Exercise prompt:
Please extract every line of the records below that contains the word "pendant". Copy each such line in full.

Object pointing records
>>
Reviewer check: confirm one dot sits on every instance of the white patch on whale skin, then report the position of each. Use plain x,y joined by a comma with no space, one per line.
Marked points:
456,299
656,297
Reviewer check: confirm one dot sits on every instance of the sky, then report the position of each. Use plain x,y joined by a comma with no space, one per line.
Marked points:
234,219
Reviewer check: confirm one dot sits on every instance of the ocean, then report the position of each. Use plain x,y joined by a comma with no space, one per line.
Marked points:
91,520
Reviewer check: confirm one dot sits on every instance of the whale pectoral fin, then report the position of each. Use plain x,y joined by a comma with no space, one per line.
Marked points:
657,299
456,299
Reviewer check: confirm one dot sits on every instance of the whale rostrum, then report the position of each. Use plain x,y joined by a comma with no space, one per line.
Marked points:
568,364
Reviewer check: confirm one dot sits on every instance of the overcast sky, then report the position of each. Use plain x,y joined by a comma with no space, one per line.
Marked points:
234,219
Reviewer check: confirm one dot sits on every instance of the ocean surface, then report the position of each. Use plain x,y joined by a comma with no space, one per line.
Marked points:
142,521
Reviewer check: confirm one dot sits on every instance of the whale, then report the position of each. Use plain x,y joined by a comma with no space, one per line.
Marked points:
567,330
<<
>>
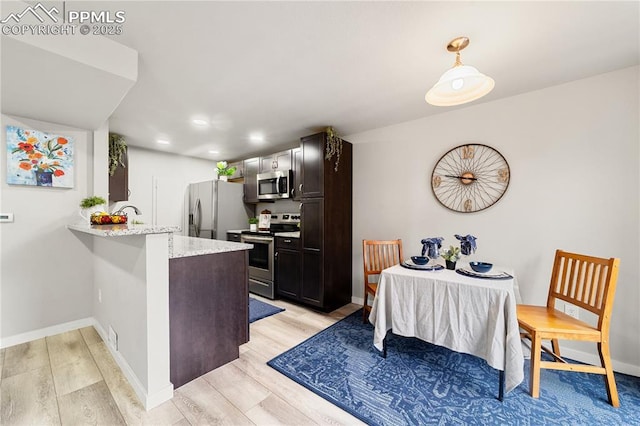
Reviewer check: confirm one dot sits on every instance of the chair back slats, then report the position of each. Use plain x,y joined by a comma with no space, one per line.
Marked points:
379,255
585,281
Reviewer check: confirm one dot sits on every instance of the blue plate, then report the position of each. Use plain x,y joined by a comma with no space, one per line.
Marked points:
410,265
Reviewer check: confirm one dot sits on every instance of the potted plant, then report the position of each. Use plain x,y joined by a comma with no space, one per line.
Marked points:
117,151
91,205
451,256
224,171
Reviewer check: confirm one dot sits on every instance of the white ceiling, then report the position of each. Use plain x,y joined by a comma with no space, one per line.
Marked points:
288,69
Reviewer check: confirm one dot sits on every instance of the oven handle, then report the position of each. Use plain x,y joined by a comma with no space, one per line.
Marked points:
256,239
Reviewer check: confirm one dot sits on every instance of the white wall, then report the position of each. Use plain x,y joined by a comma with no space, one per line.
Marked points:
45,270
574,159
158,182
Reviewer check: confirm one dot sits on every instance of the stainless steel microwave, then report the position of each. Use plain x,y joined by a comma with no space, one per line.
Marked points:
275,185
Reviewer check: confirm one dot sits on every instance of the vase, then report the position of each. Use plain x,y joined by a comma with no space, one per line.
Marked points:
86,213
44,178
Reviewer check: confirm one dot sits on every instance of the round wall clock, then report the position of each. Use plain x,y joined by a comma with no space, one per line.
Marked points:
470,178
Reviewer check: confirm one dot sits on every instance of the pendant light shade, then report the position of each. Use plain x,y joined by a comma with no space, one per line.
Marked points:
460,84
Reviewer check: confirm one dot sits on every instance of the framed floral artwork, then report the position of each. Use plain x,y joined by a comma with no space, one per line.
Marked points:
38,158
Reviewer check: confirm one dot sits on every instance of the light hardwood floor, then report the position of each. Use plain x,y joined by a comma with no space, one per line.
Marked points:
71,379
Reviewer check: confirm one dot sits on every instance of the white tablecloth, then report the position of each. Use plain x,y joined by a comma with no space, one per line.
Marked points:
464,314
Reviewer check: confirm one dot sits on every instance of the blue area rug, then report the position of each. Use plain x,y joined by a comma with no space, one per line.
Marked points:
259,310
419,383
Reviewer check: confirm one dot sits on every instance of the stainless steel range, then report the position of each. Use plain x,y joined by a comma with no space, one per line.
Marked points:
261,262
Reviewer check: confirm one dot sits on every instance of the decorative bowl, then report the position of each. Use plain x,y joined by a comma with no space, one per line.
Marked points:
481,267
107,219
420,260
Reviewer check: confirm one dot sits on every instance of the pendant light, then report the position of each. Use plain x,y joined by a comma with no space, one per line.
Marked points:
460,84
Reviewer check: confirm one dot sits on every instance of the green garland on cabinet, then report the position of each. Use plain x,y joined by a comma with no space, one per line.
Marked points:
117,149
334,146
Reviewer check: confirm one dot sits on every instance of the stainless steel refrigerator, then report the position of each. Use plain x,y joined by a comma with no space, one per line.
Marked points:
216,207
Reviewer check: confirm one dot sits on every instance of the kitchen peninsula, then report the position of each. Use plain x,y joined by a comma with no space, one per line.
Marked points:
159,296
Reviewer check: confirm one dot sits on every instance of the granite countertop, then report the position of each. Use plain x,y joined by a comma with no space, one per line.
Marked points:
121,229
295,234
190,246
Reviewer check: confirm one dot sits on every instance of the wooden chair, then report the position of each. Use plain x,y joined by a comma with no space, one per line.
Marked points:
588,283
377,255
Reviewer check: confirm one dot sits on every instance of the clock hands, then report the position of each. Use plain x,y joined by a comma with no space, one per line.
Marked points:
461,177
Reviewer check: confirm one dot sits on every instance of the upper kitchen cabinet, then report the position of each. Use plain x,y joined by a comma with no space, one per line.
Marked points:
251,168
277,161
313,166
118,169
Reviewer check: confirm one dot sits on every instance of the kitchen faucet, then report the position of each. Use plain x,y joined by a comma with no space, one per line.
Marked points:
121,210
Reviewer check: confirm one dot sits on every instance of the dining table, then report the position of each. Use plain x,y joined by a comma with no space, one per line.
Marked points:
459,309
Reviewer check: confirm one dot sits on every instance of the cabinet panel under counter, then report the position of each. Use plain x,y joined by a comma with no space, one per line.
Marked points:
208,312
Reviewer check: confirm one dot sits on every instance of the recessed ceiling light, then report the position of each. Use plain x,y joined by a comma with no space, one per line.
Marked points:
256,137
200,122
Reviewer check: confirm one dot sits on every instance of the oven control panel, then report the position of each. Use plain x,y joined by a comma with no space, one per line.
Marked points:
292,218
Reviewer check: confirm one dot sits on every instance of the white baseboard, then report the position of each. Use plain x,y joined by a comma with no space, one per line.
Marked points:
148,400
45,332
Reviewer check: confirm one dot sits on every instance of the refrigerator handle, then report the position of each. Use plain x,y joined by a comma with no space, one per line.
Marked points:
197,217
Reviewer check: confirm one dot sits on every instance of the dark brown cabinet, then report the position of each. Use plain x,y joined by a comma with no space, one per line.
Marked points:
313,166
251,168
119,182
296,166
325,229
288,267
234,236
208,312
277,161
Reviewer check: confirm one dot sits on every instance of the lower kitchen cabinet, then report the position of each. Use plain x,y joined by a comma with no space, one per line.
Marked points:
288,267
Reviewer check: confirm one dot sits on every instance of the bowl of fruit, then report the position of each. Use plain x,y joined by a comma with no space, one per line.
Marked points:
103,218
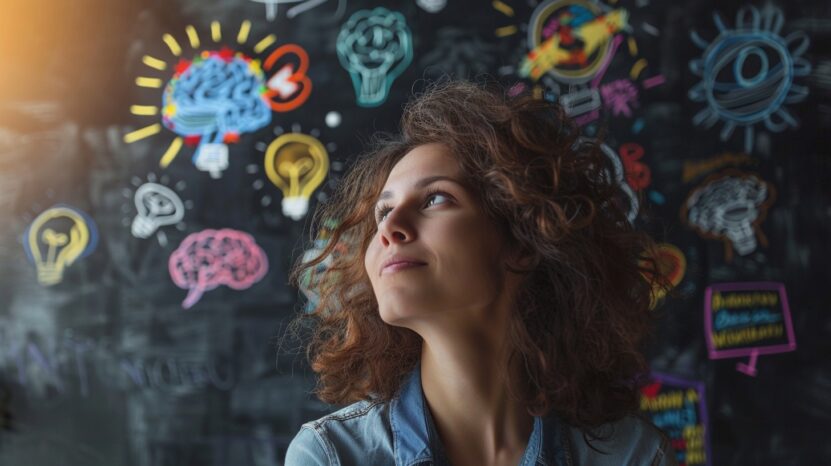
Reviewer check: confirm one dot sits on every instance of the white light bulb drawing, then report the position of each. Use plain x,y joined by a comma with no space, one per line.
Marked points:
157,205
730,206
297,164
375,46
<<
Output for this exercise:
Reviewer check: confirm one dot sits on every instance of the pendant light shade, then report the position of each. Use plain x,y joined by a comma with no space, one per line.
Reviewer check: confirm one dot sits on every instance of the pendant light, then report the position of each. Use plain x,y joined by a comma with no space, one per line.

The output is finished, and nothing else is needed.